**** Data for this task
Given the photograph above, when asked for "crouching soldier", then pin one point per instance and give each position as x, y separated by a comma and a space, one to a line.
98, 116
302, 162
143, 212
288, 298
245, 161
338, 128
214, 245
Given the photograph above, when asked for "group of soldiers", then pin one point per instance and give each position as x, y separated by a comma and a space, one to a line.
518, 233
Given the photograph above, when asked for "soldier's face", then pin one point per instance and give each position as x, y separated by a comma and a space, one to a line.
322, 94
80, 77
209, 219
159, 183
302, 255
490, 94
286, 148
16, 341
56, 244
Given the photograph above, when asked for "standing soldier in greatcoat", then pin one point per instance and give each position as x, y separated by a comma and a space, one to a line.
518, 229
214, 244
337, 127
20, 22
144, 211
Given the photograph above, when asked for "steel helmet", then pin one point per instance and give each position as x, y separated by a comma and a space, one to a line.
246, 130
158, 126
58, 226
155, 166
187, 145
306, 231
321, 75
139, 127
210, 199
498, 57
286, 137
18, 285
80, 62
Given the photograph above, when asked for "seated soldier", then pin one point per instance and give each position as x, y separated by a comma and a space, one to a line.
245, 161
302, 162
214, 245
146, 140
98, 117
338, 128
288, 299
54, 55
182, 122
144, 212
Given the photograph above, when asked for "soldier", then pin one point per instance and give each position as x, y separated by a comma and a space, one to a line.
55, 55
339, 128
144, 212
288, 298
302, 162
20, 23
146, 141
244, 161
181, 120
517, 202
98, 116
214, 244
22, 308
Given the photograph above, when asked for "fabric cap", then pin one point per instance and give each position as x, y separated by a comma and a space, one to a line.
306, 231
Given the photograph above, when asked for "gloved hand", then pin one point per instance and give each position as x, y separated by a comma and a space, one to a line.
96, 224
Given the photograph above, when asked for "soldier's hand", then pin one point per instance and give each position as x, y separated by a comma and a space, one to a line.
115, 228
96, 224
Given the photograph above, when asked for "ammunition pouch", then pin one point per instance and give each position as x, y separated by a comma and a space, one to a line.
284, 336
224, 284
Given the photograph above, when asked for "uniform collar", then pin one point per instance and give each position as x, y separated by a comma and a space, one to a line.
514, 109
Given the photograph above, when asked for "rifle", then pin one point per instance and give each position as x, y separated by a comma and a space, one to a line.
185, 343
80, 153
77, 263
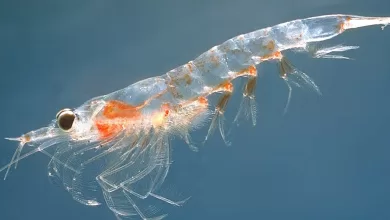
********
Action item: Repeat the entries above exactly and skip the images.

Result:
Given the photograph above, when asked for "crouching soldier", then pin one point per instance and give each position as x, y separated by a comma and a space, one to a line.
98, 116
302, 162
143, 212
288, 298
245, 161
338, 128
214, 245
Given the photograph above, when asked for "group of soldiers", then pin one point per instance and give each position as x, y separated by a comma and a space, one to a line.
518, 233
Given the photograph above, when asked for "soldier's face", then pin one point per instance and give each position as x, y separated by a comma and a space, one to a line.
322, 94
80, 77
209, 219
159, 183
302, 255
490, 94
286, 148
16, 341
56, 244
Given the photograph above, when asked for "standing soldier in greatcoat", then pin one point per instance and give each position as x, y separated by a comma and a space, one to a line.
518, 229
214, 244
337, 127
20, 22
144, 211
Given the photograph above, when asked for "steel helmet", then pin one point per instance and give each position as x, y separated by a comma and a space, one to a line.
246, 130
158, 126
58, 226
155, 166
187, 145
306, 231
321, 75
139, 127
210, 199
498, 57
286, 137
18, 285
80, 62
Given the photograph above, when asked for "seated soldier", then pin one point per instance and give each position as x, y separated by a comma and a space, one to a line.
245, 161
302, 162
214, 245
146, 140
98, 117
338, 128
288, 299
54, 55
182, 122
144, 212
Given the photograph above, when asked for "soldier", then pin one point per instance and give each position as x, y separated by a comma and a space, one to a line.
55, 55
339, 128
144, 212
288, 298
302, 162
20, 23
146, 141
244, 161
181, 120
517, 202
98, 116
214, 244
22, 308
Given the photograph above, when asked for "fabric cap", then pin one point per instance and give each position as x, y separated by a comma and a space, one to a line.
306, 231
Given the photograph above, when asked for "gloved hand", then pin one point per instance and give each position as x, y separated by a comma and a space, one to a line.
96, 224
Given the photograph above, when asked for "soldier's hand", then pin one point per instance and give each position as x, y separated by a comma and a space, one to a line.
115, 228
96, 224
Given the photograph above, when asked for "ammunition pouch", then pin one point per instance and give each position as x, y separated by a comma and a space, one to a line.
284, 336
224, 284
Given the photograph above, when asked for "uniform collar", then pin one point per instance and give each position as x, y separated by a comma and a space, one to a line.
514, 109
Given the photograph above, when asked for "rifle", then pin one point per instance and give each position as x, y separated by a comma and a space, one to a line.
185, 343
80, 153
77, 263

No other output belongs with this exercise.